■ Provided passage
____________________

WATERWAYS OPERATORS, INC.

Mr. THOMPSON. My name is Chester C. Thompson. I am president of the American Waterways Operators, 1319 F Street, Washington.

Mr. Chairman, my purpose in testifying here today is pretty much to support the position taken by Mr. Krebs.

Senator REED. You had better find a new ground.
Mr. THOMPSON. I understood that from the interrogations.

It is true that the definition in the bill that is before the House, H. R. 5623, differed, under the rail and water and motor carriers sections, and I did suggest, as Dr. Splawn stated, that that definition of "association" should be uniform.

But, of course, that accomplishment of uniformity did not remove the objection of the American Waterways Operators to sections 16, 17, and 18 of this bill, requiring water carriers associations to make reports to the Interstate Commerce Commission.

I feel that our association has no information whatever which would be helpful to the Commission in the discharge of its responsibilities and functions. American Waterways Operators is strictly a trade association, which does not concern itself with the publication of rates or the fixing of rates, or any rate conferences.

A comparatively small number of our members conduct a transportation service that is subject to the jurisdiction of the Interstate Commerce Commission. We have both carriers, a sizable number of oil and coal companies, who are exempt under the bulk-carriers exemption contained in the so-called Wheeler-Lea Act, or the Transportation Act of 1940.

And I do not believe it would be equitable to require a trade association such as the American Waterways Operators to file reports concerning all of its activities.

Senator REED. Where do you find that requirement, Mr. Thompson!

Mr. THOMPSON. Authority in the bill, of course, is to authorize the Commission to require it.

Senator REED. That is right.

Mr. THOMPSON. But all of the members of our association are not subject to the Commission; and I don't think the burden should be any greater on the association than it is proportionately on the individual members of the association.

____________________

■ The task
Reproduce everything in the hearing testimony from "Mr. THOMPSON. My" down to "by Mr. Krebs.", word for word.

____________________

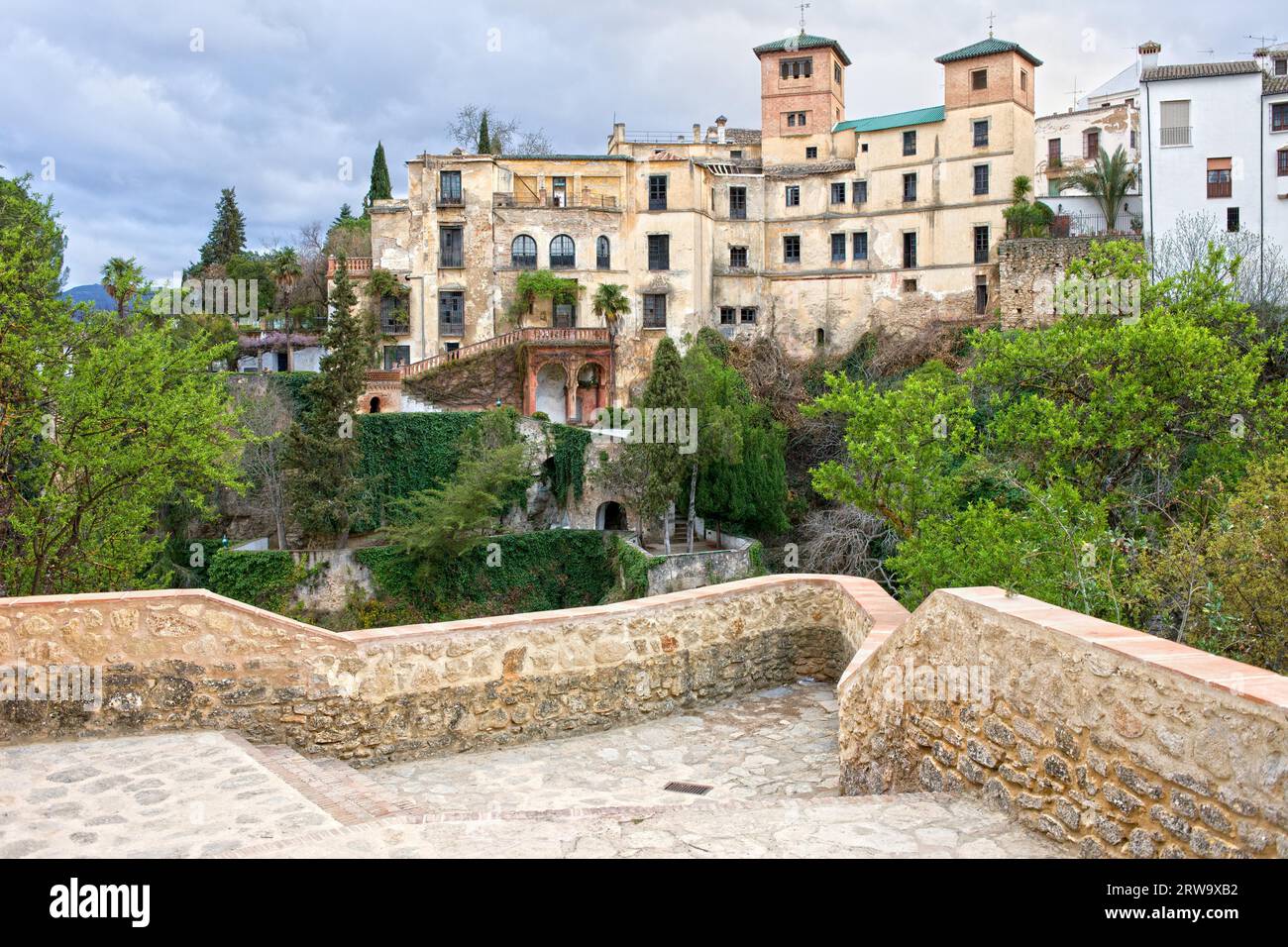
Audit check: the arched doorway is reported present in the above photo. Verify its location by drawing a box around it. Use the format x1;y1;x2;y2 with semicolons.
595;500;626;530
536;362;568;424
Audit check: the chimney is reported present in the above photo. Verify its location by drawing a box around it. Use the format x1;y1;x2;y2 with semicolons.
1136;40;1163;72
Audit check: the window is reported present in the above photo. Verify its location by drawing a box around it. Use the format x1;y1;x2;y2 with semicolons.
1158;99;1190;147
1082;129;1100;161
510;233;537;269
438;290;465;335
975;226;988;263
783;233;802;263
729;187;747;220
438;227;465;269
1207;158;1234;198
778;55;814;78
648;174;666;210
550;233;577;269
644;292;666;329
438;171;465;206
554;303;577;329
383;346;411;371
648;233;671;269
832;233;845;263
975;164;988;196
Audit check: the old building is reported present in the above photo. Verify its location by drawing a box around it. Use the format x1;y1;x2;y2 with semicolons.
337;33;1040;423
1141;43;1288;250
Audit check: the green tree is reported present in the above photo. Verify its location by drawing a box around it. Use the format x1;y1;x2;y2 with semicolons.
196;187;246;270
368;142;394;207
0;169;241;595
1060;145;1136;232
284;256;371;549
100;257;146;320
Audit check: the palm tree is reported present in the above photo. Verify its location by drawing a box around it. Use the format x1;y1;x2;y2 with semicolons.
591;282;631;407
100;257;143;318
268;246;304;371
1060;145;1137;233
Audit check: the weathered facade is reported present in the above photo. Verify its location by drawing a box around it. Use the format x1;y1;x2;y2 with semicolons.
327;34;1040;423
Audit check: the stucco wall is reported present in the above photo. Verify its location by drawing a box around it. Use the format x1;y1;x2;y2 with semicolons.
838;587;1288;857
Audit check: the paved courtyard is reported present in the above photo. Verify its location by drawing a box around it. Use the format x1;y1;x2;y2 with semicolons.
0;682;1057;858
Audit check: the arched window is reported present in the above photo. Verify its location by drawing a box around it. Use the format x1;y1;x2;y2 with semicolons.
550;233;577;269
510;233;537;269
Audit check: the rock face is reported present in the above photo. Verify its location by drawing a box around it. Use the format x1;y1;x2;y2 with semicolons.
840;588;1288;857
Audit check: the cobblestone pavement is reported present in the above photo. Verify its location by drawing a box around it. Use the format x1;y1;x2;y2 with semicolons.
0;682;1057;858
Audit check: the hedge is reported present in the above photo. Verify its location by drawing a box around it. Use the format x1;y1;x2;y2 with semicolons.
356;530;615;621
207;549;304;612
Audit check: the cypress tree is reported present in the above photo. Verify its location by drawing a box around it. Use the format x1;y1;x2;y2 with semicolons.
197;187;246;269
365;142;394;207
284;254;371;549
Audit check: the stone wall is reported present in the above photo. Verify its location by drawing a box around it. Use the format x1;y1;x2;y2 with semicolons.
0;576;898;762
997;236;1141;329
840;587;1288;857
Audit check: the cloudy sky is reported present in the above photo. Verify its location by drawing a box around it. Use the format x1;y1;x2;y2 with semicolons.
0;0;1288;284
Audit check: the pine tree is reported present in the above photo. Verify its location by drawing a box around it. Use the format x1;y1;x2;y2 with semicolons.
197;187;246;269
365;142;394;207
284;254;371;549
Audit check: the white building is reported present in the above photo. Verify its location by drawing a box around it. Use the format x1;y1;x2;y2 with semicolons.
1140;43;1288;259
1033;63;1141;236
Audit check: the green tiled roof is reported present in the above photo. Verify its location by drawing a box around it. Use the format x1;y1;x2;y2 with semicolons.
751;34;850;65
935;36;1042;65
832;106;944;132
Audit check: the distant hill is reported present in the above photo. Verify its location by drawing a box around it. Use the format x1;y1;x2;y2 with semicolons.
63;282;116;312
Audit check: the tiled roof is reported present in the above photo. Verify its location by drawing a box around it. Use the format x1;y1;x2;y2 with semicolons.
935;36;1042;65
751;34;850;65
1140;59;1261;82
832;106;944;132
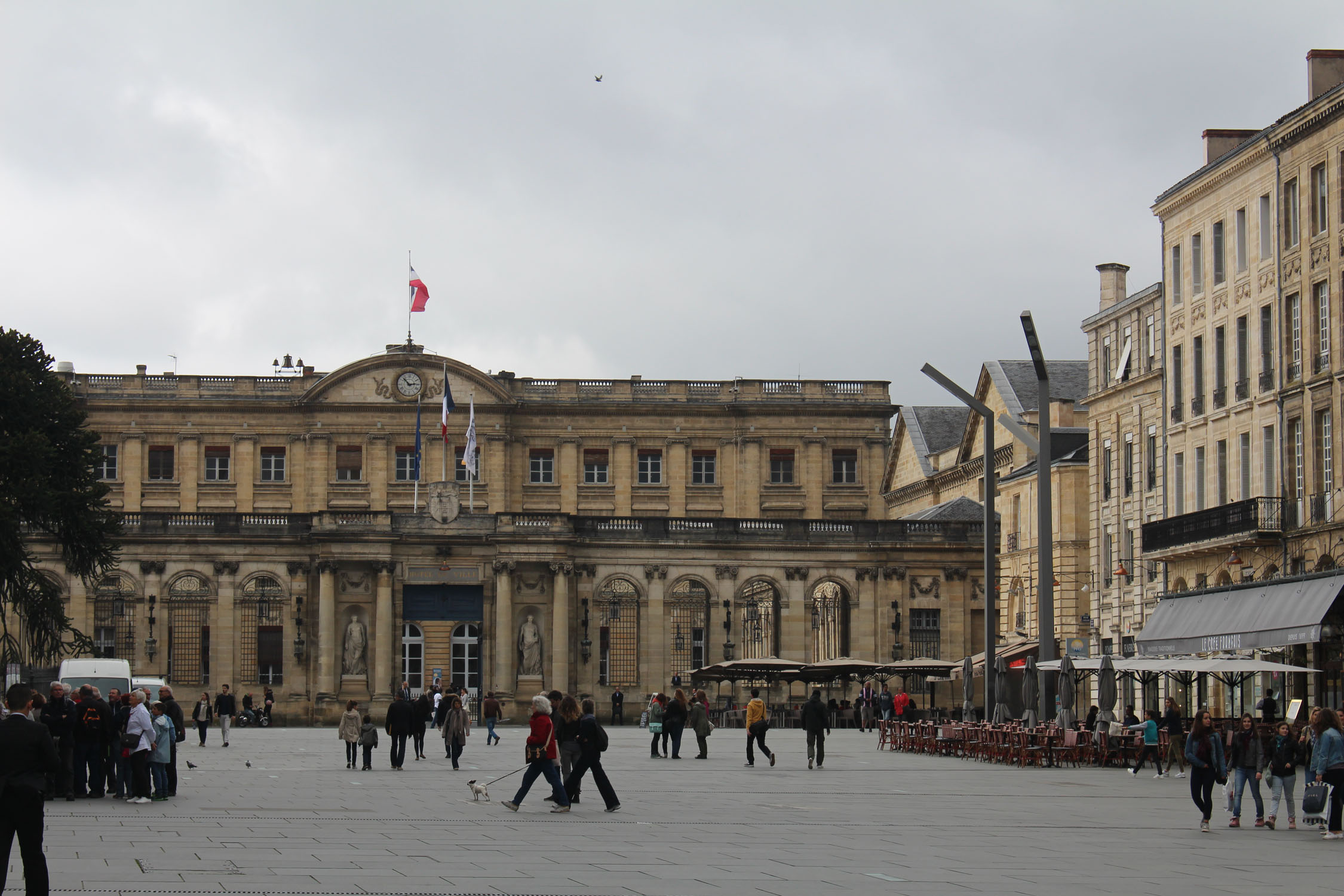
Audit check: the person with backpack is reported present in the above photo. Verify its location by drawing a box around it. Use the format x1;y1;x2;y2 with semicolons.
802;685;823;768
74;685;112;799
564;700;621;811
1227;712;1265;827
1265;722;1302;830
1312;707;1344;840
1186;709;1227;834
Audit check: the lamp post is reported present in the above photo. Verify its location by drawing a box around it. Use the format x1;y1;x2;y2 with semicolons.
1021;312;1057;719
919;364;999;720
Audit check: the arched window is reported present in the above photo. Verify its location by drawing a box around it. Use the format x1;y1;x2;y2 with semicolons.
238;575;285;685
168;572;210;685
738;579;780;659
668;579;710;673
597;579;640;688
812;582;849;662
398;622;425;696
449;622;481;697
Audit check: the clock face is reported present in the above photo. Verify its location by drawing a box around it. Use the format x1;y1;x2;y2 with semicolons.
397;371;421;398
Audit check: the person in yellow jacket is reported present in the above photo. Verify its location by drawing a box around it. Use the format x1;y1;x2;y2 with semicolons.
747;688;774;768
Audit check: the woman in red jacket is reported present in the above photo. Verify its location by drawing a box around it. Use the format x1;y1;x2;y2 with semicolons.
503;695;570;813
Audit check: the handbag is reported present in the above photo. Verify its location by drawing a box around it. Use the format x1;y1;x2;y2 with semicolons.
1302;781;1329;815
526;724;555;762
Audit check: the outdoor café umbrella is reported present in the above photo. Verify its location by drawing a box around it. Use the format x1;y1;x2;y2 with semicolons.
995;657;1012;725
961;657;976;722
1021;657;1041;728
1057;657;1074;728
1097;654;1116;723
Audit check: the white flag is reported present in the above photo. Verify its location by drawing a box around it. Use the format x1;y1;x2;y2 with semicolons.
462;398;478;480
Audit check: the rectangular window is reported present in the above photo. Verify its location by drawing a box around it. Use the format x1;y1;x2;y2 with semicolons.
1172;452;1186;516
1214;220;1227;286
1144;426;1157;492
691;452;719;485
261;447;285;482
1238;432;1253;501
453;444;481;482
1236;208;1247;273
1312;161;1331;234
637;452;662;485
1172;246;1182;305
1261;426;1278;497
395;446;419;482
1189;234;1204;296
149;444;172;480
205;446;229;482
584;449;610;485
831;449;859;482
1259;194;1274;262
336;444;364;482
1195;444;1208;511
93;444;117;480
1284;177;1301;248
1218;439;1227;507
527;449;555;485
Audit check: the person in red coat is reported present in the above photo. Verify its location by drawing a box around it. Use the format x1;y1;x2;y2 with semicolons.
503;695;570;813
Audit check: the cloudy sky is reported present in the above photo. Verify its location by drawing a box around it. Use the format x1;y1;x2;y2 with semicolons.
0;1;1344;403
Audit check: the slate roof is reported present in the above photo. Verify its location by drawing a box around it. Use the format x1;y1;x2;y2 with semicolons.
985;360;1087;419
901;404;971;475
901;497;1001;523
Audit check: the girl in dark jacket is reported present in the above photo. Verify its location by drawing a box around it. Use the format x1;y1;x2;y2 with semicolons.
1227;712;1265;827
1265;722;1302;830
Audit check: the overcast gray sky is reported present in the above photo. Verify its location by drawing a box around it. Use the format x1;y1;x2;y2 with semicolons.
0;1;1344;403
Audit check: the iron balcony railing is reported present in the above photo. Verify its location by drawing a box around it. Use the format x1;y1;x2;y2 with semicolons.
1143;498;1285;551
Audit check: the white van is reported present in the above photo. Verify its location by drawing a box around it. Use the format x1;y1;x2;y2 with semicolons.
59;659;130;700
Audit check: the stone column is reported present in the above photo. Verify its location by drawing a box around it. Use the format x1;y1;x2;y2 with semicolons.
232;432;257;513
317;560;337;700
551;561;574;693
118;432;145;513
641;563;672;691
487;560;517;696
173;432;200;513
210;560;239;700
667;438;691;517
372;560;397;702
612;437;634;516
780;567;801;662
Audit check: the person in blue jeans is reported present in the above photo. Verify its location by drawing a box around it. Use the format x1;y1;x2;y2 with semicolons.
1227;712;1265;827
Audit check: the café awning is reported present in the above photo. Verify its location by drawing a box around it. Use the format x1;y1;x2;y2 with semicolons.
1134;572;1344;655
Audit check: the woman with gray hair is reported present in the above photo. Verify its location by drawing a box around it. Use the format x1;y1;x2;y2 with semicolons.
503;695;570;813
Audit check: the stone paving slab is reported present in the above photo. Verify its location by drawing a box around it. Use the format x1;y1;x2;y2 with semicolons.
5;728;1344;896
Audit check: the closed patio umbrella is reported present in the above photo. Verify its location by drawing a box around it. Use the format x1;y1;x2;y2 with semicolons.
1055;657;1074;728
961;657;976;722
1097;654;1116;723
987;657;1012;725
1021;657;1041;728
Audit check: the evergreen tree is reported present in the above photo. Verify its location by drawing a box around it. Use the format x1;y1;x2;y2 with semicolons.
0;328;121;664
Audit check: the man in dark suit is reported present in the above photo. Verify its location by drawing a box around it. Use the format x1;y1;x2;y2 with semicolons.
0;684;60;896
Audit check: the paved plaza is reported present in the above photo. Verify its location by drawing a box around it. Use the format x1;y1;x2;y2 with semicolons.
7;728;1344;896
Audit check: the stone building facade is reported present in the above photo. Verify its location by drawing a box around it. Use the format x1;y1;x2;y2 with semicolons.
33;345;983;720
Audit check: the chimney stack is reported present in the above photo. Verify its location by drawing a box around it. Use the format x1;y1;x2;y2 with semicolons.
1306;50;1344;99
1097;262;1129;310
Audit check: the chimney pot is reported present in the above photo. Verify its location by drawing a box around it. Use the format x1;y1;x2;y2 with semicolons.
1306;50;1344;101
1097;262;1129;310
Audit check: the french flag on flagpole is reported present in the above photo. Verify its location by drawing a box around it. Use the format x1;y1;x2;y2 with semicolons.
412;268;429;312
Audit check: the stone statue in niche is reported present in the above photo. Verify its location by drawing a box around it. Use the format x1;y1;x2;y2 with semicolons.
517;615;542;676
340;614;369;676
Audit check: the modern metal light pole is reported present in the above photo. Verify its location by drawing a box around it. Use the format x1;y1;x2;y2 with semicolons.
1021;312;1058;720
919;364;999;722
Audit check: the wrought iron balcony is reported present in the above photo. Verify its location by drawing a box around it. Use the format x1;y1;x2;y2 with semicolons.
1143;498;1285;552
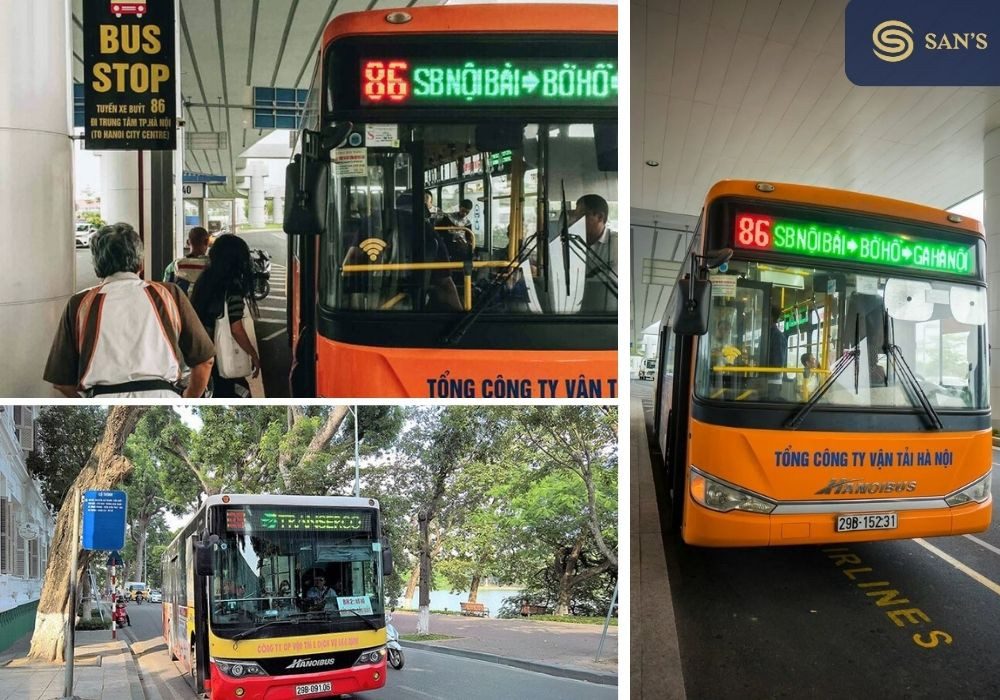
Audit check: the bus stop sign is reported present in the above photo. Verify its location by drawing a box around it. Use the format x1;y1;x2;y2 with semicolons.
83;491;128;550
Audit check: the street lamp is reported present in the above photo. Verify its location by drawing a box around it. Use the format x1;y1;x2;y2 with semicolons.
347;406;361;496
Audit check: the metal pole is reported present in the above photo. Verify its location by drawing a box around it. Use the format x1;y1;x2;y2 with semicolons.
354;406;361;496
594;580;618;661
63;489;80;698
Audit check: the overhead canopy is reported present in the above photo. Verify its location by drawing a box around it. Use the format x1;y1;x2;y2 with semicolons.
73;0;441;196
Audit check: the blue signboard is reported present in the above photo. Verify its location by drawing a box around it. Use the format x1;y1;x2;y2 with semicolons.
83;491;128;550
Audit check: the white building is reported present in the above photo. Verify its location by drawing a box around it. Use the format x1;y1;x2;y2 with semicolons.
0;405;55;651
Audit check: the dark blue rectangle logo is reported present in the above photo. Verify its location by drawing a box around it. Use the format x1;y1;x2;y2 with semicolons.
83;491;128;550
844;0;1000;86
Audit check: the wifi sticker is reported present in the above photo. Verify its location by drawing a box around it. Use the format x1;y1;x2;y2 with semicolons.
360;238;385;262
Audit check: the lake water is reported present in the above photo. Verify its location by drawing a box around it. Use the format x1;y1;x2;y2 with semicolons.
399;588;521;617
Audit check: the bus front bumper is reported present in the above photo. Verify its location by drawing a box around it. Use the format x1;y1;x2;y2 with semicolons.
210;656;386;700
682;498;993;547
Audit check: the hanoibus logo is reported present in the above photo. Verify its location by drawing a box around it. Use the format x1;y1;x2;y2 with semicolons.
872;19;913;63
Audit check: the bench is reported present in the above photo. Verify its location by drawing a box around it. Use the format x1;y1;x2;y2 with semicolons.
521;603;548;617
458;601;490;617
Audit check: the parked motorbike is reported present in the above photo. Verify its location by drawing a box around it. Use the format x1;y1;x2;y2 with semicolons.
250;248;271;301
385;611;405;671
111;597;132;627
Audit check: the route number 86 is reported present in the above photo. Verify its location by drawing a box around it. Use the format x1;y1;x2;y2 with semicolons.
736;214;771;248
363;61;410;102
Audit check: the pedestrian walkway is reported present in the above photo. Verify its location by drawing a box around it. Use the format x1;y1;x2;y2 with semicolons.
629;382;685;700
0;630;145;700
392;611;618;685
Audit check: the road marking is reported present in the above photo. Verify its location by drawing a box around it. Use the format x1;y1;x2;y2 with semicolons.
399;685;444;700
962;535;1000;554
913;537;1000;595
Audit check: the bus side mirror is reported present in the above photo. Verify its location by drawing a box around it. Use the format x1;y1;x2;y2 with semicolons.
194;542;215;576
282;153;330;236
670;277;712;335
382;539;395;576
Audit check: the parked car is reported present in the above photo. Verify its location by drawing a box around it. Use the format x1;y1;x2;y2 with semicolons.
73;221;97;248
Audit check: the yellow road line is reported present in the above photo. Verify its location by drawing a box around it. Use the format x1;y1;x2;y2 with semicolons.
913;537;1000;595
962;535;1000;554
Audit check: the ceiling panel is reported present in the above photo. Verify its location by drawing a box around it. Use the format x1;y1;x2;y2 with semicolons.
631;0;1000;215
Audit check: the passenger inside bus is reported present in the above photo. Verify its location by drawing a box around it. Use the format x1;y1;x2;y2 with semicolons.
321;123;617;314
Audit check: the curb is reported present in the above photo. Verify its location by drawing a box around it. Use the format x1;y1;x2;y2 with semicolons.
399;639;618;686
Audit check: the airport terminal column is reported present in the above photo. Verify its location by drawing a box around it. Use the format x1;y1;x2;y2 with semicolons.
100;151;153;269
983;129;1000;428
0;0;76;396
247;160;267;228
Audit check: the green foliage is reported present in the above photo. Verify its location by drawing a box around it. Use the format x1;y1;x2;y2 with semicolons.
77;211;107;228
27;406;107;513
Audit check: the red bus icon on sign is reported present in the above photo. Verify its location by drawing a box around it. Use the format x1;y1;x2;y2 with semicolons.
111;2;146;18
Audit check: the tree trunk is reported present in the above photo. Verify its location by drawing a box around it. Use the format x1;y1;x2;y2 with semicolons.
556;537;583;615
403;562;420;605
469;572;482;603
28;406;149;662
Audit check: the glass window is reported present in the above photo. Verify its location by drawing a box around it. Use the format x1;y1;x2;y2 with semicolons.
210;505;383;637
321;124;618;315
696;261;989;410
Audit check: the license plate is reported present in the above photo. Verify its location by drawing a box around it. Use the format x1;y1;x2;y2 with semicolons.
837;513;898;532
295;681;333;695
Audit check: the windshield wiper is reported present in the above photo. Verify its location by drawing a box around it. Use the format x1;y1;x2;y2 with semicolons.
882;308;944;430
784;344;861;430
341;610;378;630
233;618;302;643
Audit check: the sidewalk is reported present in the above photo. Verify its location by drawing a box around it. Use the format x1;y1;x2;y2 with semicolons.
392;610;618;685
0;630;145;700
629;383;685;700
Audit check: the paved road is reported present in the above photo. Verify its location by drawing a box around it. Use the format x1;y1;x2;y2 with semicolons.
122;604;618;700
70;230;291;398
632;382;1000;698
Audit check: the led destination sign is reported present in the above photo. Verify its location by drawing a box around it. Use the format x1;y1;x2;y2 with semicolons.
361;58;618;107
733;213;976;275
226;508;371;532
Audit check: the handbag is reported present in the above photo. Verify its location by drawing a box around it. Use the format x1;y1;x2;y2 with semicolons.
215;299;257;379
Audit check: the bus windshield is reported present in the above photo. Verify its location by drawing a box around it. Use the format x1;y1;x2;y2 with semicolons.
209;505;383;638
695;261;989;411
321;122;618;316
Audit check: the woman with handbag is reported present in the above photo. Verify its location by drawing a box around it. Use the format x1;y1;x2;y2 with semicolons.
191;234;260;398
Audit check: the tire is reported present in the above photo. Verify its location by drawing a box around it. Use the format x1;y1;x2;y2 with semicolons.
253;278;271;301
385;647;406;671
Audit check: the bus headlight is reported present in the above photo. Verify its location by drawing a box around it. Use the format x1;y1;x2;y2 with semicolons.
212;659;267;678
944;470;993;506
691;467;777;514
354;647;385;666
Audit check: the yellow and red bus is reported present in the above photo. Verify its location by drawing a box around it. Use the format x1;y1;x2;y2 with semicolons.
654;181;992;547
163;494;392;700
285;4;618;398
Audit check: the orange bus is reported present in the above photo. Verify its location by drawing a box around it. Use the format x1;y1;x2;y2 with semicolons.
285;4;618;398
654;181;992;547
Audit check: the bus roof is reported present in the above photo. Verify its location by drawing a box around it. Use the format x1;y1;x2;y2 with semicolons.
323;3;618;46
705;180;984;238
199;493;378;510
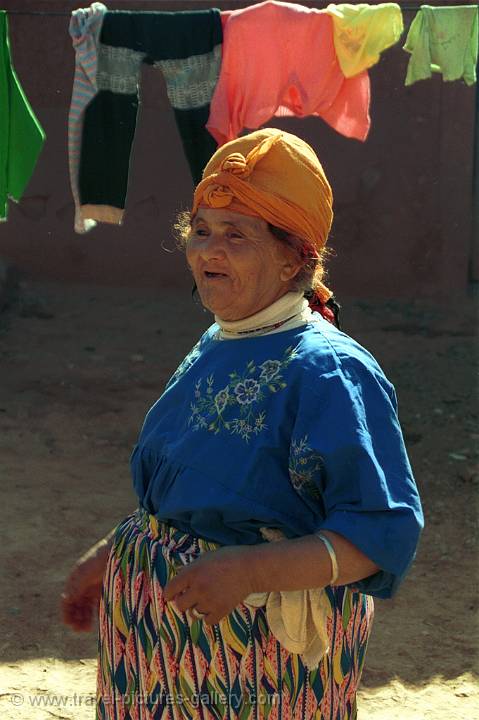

____________________

■ Solution for this problem
Mr. THOMPSON. My name is Chester C. Thompson. I am president of the American Waterways Operators, 1319 F Street, Washington.

Mr. Chairman, my purpose in testifying here today is pretty much to support the position taken by Mr. Krebs.